◆ WHAT YOU WILL DO ◆
Repeat exactly, and only, the lines from the one holding "Query: rolling hill" through the last line of the records below.

******

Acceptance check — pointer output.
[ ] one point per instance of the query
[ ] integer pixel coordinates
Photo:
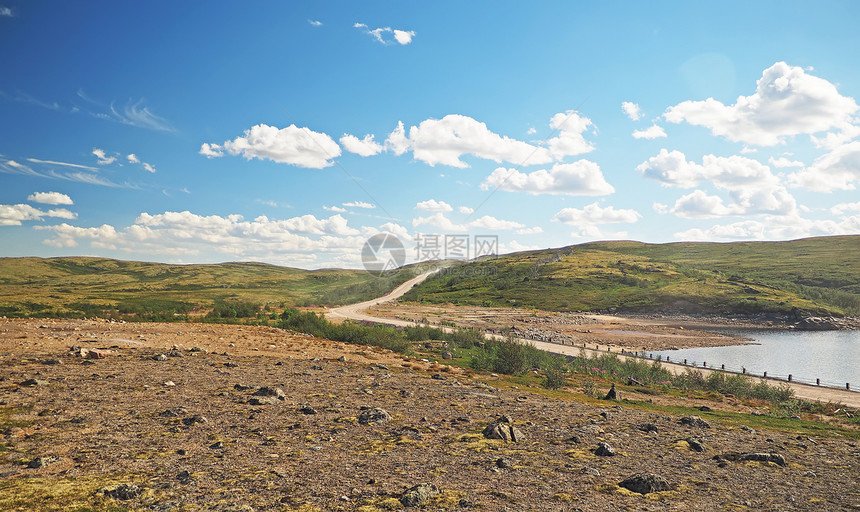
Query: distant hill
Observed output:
(815, 275)
(82, 286)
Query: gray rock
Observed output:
(123, 492)
(695, 444)
(375, 415)
(418, 495)
(504, 429)
(604, 450)
(271, 392)
(645, 483)
(695, 421)
(40, 462)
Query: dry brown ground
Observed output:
(107, 420)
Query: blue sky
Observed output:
(290, 132)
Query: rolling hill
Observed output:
(817, 276)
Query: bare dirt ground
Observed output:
(182, 432)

******

◆ TASK SOLUTION ◆
Query: rolling hill
Observed output:
(817, 276)
Query: bare dirt ground
Observed output:
(182, 432)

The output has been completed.